(Saved data entries)
★ ★ ★ ★ ★
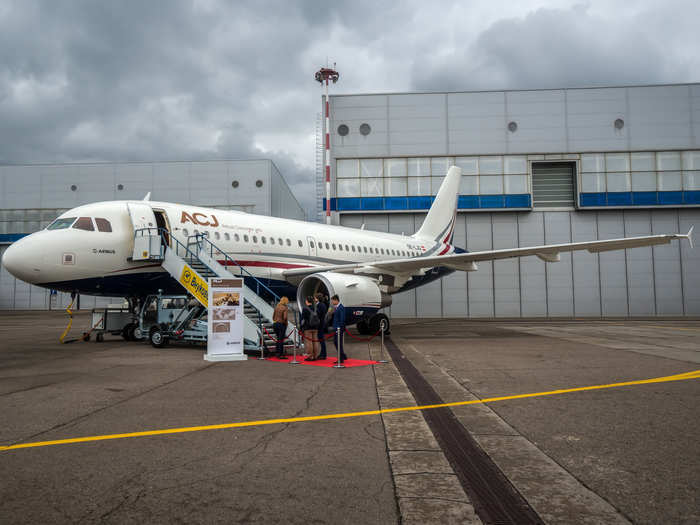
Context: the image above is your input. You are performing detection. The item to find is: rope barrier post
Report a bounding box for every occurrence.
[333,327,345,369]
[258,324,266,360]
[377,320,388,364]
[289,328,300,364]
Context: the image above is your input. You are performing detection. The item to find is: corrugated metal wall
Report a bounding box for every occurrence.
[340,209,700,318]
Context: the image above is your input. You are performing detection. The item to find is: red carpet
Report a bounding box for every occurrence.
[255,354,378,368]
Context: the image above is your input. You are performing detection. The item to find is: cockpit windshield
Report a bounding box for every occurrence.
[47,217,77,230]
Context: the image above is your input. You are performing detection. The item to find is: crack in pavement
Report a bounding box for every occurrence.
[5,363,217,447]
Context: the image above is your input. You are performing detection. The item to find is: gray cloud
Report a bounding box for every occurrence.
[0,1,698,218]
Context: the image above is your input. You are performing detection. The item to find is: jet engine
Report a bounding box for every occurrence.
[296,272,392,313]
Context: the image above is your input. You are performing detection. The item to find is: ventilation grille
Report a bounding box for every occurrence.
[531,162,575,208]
★ ★ ★ ★ ★
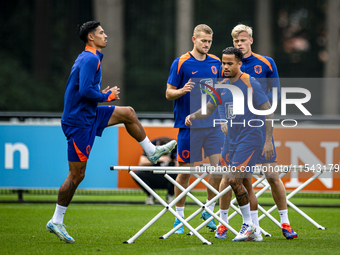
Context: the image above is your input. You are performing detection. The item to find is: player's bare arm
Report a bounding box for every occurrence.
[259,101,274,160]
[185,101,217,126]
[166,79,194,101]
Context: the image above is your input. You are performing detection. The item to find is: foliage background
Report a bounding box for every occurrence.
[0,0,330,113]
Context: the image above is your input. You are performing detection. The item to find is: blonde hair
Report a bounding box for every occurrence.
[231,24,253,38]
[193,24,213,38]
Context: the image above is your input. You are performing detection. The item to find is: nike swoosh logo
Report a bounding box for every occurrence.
★ ★ ★ ★ ★
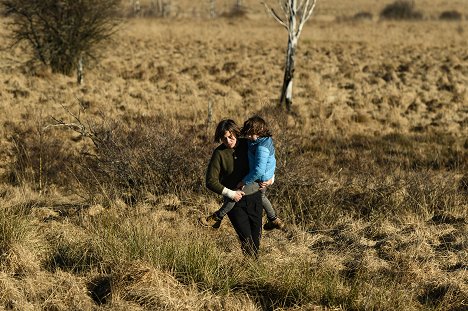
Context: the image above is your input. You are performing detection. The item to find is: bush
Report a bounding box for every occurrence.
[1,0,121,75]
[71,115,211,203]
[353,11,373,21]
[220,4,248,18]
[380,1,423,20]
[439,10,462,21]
★ ★ ★ ★ ★
**WORK REQUEST**
There is a line with "rope barrier post" and a line with "is: jet engine" above. Copy exactly those two lines and all lines between them, with nothing else.

**RESPONSE BELOW**
Context: the image above is your input. You are performing detection. The item to find is: rope barrier post
Report a bounding box for every occurrence.
[333,327,345,369]
[258,324,266,360]
[377,320,388,364]
[289,328,300,364]
Context: the image above is your input. You are performing detection. The item to find is: corrugated metal wall
Report a bounding box for every occurrence.
[340,209,700,318]
Context: the image above is your input. You are performing detection. The item to find is: red carpet
Report a bounding box for every occurrence.
[255,354,378,368]
Context: the image above is your input. You are performing detection. The item to find is: cockpit windshield
Report a bounding box for every occurrence.
[47,217,77,230]
Context: the image above is your input. You are performing detection. The item to find is: crack in pavement
Report a bounding box for every occurrence.
[5,363,217,447]
Context: the image above is your input. You are performing detection. The item to find is: gray cloud
Report a bounding box for every occurrence.
[0,1,698,218]
Context: the image above is your input. You are performing detection. The item to find is: jet engine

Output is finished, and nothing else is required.